Point-per-instance localization data:
BEGIN
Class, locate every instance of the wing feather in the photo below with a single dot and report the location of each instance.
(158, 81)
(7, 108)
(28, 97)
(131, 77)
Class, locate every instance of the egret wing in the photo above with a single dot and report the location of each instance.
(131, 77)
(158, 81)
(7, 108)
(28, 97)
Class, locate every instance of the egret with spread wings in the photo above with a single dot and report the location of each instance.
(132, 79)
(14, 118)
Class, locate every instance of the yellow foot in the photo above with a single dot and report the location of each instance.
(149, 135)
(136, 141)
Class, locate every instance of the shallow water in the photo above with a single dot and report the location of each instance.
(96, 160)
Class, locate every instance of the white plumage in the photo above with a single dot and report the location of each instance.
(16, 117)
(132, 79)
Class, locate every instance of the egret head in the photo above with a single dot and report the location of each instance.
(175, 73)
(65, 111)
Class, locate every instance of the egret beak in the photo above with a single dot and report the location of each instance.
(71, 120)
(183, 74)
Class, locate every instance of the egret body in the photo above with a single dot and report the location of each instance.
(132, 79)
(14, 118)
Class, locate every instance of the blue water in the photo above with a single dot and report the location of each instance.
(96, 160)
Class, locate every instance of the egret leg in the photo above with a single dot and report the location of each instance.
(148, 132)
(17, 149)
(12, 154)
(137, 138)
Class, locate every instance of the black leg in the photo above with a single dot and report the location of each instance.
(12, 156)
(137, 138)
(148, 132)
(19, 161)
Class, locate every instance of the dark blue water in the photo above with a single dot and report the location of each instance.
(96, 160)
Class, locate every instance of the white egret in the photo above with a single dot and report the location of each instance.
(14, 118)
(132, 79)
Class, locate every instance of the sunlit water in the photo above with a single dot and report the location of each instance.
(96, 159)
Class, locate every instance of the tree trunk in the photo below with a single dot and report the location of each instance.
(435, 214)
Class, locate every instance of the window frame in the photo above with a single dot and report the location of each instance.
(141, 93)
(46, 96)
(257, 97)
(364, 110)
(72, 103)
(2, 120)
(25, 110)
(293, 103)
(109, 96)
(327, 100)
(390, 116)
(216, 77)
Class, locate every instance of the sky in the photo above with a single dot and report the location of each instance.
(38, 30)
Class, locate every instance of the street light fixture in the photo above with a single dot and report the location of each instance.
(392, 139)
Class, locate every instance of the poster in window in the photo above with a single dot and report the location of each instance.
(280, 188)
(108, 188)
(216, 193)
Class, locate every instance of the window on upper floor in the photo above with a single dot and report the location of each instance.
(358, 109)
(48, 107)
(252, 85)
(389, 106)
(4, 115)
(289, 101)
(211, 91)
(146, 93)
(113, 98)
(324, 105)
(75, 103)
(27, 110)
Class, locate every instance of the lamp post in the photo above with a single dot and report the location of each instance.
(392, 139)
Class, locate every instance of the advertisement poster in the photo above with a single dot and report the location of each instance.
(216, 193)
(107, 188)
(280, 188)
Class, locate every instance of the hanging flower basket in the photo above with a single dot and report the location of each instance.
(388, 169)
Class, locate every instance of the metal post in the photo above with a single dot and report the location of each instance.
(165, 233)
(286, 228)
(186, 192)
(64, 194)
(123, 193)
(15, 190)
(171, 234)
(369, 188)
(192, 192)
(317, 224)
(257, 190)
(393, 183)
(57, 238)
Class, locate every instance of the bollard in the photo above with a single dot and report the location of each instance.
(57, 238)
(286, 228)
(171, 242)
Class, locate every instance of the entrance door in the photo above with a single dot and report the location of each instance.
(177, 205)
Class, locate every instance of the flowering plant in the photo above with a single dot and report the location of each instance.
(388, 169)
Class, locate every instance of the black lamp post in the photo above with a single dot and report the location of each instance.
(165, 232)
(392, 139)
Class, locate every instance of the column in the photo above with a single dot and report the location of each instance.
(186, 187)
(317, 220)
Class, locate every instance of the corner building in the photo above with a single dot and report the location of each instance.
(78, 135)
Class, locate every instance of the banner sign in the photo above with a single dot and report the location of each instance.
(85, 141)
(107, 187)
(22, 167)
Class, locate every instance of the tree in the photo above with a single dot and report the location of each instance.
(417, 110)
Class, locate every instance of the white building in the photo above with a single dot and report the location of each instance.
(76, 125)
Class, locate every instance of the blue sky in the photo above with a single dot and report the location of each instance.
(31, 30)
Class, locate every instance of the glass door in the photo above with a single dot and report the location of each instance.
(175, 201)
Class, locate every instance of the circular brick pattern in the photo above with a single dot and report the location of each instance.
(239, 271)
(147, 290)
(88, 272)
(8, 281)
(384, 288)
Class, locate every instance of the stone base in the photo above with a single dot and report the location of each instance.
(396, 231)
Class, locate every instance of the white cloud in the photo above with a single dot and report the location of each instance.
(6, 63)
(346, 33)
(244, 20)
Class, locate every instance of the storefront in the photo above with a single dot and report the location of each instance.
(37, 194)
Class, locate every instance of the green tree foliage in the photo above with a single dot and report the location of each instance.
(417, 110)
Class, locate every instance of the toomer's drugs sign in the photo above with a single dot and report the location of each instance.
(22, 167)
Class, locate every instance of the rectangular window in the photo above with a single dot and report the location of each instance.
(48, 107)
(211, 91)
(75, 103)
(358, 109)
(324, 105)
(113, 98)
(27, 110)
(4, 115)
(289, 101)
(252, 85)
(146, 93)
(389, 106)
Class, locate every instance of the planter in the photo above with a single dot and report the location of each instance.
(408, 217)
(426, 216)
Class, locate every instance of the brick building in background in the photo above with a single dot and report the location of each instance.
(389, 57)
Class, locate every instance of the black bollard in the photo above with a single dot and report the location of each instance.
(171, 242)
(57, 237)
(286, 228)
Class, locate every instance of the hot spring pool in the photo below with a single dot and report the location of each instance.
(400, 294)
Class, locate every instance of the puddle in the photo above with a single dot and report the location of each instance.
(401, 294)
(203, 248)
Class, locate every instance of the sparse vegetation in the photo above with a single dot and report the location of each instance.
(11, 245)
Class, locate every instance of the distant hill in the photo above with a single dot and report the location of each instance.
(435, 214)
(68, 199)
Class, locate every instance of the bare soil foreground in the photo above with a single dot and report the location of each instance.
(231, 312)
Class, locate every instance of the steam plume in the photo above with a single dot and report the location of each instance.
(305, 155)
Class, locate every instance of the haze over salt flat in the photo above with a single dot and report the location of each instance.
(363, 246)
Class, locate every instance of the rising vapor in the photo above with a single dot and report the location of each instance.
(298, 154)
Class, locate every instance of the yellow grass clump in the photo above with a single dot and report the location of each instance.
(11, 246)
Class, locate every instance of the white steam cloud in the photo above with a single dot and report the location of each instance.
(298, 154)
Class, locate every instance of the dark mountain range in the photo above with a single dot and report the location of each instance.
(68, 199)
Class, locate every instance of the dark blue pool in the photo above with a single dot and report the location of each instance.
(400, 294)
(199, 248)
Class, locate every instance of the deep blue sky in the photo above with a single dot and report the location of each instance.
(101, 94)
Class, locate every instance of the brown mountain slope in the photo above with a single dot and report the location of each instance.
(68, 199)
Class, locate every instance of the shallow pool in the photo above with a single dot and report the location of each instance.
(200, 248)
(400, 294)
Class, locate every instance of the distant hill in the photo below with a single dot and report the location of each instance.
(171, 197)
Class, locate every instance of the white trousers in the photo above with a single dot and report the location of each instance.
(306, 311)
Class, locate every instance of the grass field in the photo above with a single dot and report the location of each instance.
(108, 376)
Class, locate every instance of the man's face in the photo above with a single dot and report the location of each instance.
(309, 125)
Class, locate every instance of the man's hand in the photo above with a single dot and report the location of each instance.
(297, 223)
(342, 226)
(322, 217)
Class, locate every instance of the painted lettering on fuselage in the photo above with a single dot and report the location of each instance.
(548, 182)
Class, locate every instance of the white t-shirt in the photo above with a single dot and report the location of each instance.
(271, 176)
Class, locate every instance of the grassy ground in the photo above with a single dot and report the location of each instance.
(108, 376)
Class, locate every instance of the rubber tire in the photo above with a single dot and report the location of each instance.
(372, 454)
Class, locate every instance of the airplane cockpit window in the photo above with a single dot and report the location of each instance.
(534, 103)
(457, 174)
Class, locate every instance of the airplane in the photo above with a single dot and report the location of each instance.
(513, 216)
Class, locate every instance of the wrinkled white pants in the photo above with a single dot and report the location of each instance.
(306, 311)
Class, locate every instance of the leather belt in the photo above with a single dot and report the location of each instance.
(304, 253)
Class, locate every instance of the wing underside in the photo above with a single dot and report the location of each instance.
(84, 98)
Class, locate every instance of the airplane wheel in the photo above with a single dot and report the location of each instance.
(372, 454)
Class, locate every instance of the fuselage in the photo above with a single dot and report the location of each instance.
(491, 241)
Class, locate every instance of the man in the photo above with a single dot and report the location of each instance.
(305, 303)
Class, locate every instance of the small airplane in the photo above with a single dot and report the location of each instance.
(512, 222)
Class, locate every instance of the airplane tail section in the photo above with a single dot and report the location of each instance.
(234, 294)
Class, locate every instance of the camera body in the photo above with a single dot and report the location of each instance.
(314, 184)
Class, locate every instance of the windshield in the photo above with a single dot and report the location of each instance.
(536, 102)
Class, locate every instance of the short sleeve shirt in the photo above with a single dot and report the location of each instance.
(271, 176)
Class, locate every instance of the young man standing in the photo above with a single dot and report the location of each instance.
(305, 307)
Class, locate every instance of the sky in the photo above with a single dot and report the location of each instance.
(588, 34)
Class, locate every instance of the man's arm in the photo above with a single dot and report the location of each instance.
END
**Exercise directions**
The required output is the line containing "Class, locate every instance of the camera" through the last line of the records above, each copied exactly and nothing more.

**Written answer**
Class, locate every instance of the camera body in the photo above with a single dot and report the location of each instance.
(314, 184)
Class, locate every instance of the windshield in the photo above with a single dot and report the location of each instance.
(536, 102)
Class, locate every instance of the short sleeve shirt in the photo above with a single dot and report the location of each instance.
(271, 176)
Class, locate every instance of the young man standing in the photo above with a single dot and report the location of each instance.
(305, 307)
Class, locate every instance of the sky in the photo above with a single dot and report the location of each instance.
(588, 34)
Class, locate every instance of the man's arm in the photo above with a single dot and report the location of each instance.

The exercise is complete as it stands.